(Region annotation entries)
-- start --

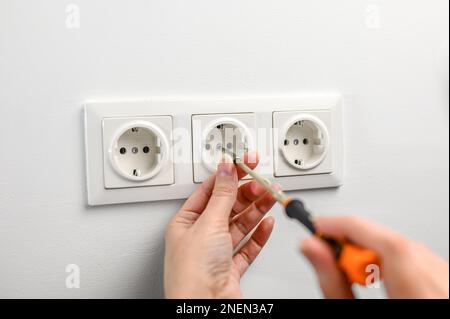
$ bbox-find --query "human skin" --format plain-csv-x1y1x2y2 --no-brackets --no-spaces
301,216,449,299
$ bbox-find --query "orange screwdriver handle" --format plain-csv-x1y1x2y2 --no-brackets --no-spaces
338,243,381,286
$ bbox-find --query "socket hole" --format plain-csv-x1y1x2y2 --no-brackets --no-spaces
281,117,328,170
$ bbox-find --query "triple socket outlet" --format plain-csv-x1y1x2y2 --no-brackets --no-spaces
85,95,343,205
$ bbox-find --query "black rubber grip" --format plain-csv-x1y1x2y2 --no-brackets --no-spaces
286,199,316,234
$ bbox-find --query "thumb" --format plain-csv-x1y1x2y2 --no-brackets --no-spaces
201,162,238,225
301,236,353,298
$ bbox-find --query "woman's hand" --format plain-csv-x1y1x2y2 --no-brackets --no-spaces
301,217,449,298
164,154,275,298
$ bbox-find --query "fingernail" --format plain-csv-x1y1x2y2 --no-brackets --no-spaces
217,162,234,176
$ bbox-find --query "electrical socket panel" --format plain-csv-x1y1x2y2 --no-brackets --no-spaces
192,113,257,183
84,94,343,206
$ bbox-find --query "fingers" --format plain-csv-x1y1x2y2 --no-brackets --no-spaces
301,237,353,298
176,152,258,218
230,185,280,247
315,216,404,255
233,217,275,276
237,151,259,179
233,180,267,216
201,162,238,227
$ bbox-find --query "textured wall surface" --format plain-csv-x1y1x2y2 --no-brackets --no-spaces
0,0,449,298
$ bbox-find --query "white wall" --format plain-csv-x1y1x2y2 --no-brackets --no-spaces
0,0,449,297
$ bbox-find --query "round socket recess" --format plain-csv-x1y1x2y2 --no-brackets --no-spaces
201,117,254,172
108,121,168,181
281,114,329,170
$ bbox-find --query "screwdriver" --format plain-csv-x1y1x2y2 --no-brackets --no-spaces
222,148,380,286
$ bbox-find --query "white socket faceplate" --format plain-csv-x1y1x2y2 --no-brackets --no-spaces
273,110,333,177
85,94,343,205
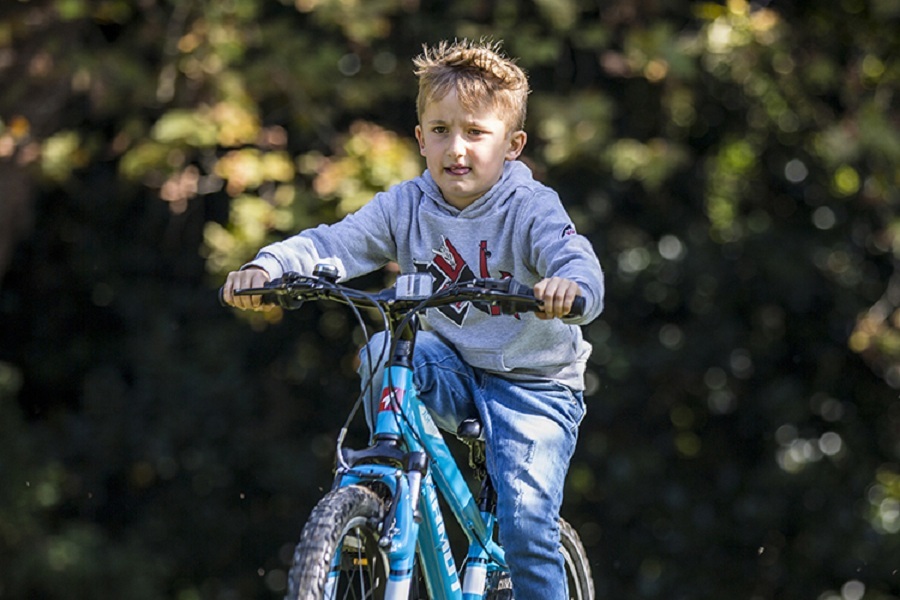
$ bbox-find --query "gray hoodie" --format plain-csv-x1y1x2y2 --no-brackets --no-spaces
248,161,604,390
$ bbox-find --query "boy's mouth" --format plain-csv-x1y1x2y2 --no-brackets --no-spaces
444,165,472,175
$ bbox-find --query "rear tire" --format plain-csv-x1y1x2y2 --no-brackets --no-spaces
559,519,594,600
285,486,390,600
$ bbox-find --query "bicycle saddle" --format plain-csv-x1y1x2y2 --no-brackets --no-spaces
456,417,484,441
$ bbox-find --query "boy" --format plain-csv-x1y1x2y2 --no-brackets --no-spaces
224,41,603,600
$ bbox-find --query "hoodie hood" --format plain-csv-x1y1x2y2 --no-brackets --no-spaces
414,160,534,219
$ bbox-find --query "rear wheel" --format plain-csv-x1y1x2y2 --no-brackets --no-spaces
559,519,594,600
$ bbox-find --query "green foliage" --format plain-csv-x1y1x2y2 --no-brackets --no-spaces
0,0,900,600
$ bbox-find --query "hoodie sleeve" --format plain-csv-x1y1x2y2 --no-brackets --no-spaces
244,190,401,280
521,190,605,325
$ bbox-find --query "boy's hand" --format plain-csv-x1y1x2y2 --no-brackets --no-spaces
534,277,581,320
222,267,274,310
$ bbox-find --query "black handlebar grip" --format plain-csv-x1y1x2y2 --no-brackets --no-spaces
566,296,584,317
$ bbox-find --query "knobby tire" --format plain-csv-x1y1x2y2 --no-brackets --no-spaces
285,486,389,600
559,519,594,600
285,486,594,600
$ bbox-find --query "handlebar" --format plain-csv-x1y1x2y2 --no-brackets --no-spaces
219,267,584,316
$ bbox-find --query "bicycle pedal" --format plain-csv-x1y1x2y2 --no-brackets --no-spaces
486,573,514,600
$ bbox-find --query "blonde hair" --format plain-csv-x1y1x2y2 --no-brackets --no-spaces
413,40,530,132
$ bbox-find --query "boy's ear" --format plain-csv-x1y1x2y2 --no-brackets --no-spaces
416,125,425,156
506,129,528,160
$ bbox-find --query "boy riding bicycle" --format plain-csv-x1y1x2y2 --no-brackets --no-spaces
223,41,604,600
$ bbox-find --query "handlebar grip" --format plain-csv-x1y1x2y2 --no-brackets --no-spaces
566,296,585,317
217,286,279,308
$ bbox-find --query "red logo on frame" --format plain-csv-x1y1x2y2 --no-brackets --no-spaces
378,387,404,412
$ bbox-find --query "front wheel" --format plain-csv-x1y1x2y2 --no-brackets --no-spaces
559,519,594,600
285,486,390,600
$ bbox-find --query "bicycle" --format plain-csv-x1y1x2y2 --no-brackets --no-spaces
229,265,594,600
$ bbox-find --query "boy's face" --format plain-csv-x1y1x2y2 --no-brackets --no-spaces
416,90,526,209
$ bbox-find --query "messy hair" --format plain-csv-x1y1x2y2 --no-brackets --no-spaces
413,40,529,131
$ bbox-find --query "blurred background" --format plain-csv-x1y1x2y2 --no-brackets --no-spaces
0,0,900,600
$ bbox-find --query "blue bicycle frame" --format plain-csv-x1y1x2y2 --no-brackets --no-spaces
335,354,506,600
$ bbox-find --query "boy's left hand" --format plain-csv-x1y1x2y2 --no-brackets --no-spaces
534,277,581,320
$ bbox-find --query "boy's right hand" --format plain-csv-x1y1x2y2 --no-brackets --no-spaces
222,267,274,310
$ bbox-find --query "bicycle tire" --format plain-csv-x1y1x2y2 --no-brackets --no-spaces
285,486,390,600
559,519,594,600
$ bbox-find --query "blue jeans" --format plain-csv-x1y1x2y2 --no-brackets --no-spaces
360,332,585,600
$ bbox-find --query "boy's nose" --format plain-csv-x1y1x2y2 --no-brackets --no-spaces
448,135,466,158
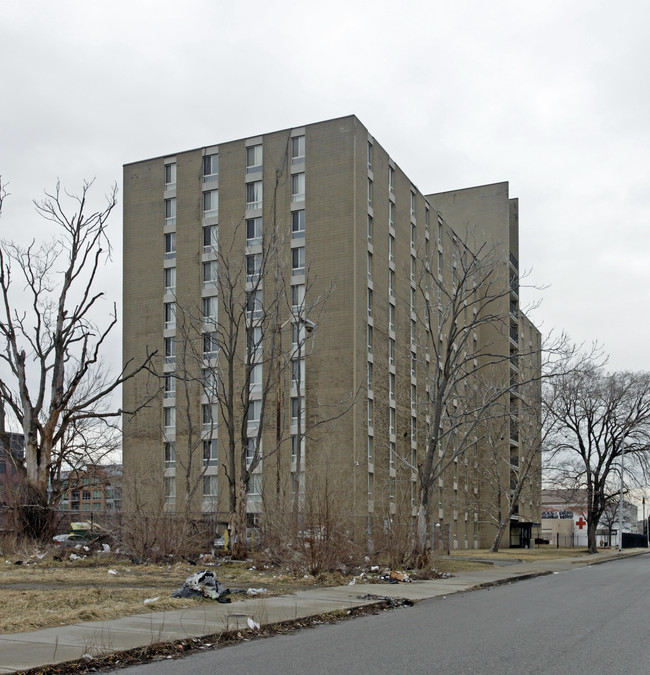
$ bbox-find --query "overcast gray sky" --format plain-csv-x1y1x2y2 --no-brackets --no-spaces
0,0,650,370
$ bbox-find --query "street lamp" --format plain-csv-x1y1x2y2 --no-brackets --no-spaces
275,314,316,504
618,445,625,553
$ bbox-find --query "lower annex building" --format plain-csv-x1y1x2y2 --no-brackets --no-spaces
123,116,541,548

-- end --

▶ _Work instructions_: Recast the entries, from the start through the line that contains "248,161,604,390", inclusive, as a JSON list of strings with one string per line and no blank lines. Leave the pictures out.

▶ _Worked solution_:
[
  "$ bbox-find --query \"human skin\" --format plain-csv-x1y1x2y2 --no-brackets --no-spaces",
  "301,216,449,299",
  "$ bbox-find --query \"orange screwdriver handle\" --format plain-csv-x1y1x2y2 --no-brackets --no-spaces",
  "338,243,381,286",
  "$ bbox-find --query \"socket hole\" --format plain-csv-x1y1x2y2 --no-brackets --no-spaces",
  "281,117,328,170",
  "$ bbox-find --query \"triple socket outlet\" --format plain-csv-x1y1x2y2 --no-brackets --no-spaces",
  "85,95,343,205",
  "$ bbox-find --query \"black rubber grip\" --format plain-csv-x1y1x2y2 --no-brackets --no-spaces",
  "286,199,316,234",
  "$ bbox-find --query \"thumb\" --format plain-csv-x1y1x2y2 --no-brackets --no-spaces",
  "201,162,238,225",
  "301,236,353,298",
  "$ bbox-find --query \"woman's hand\" --format plain-csv-x1y1x2y2 --no-brackets --no-spaces",
  "301,217,449,298",
  "164,154,275,298",
  "$ bbox-find --query \"fingernail\" --format plain-csv-x1y1x2y2 --no-brackets --no-spaces",
  "217,162,234,176",
  "$ bbox-find --query \"electrical socket panel\" --format plain-csv-x1y1x2y2 --no-brackets --no-spaces",
  "192,113,257,183",
  "84,94,343,206",
  "$ bbox-find --query \"fingers\" --format plain-csv-x1y1x2y2 --no-brackets --no-spaces",
  "301,237,353,298",
  "176,152,258,218",
  "230,185,280,247",
  "315,216,404,255",
  "233,217,275,276",
  "237,151,259,179",
  "233,180,267,216",
  "201,162,238,227",
  "$ bbox-find --query \"textured wall surface\" --format plain-csv-x1y1x2y2 --no-brackets --no-spaces",
  "0,0,449,298",
  "$ bbox-find --query \"white wall\" --format plain-csv-x1y1x2y2 --no-brackets --no-spaces",
  "0,0,449,297",
  "$ bbox-find --query \"round socket recess\" --format plain-csv-x1y1x2y2 --no-brackets --no-spaces",
  "201,117,254,172",
  "108,121,168,181",
  "281,114,329,170",
  "$ bbox-find --query \"screwdriver\" --format plain-csv-x1y1x2y2 --no-brackets --no-spaces",
  "222,148,380,286",
  "$ bbox-find --query \"white socket faceplate\" --format plain-csv-x1y1x2y2 --no-brackets --no-spaces",
  "273,110,333,177",
  "85,94,343,205",
  "$ bbox-find --query \"gray hoodie\" --format plain-csv-x1y1x2y2 --no-brackets --no-spaces",
  "248,161,604,390"
]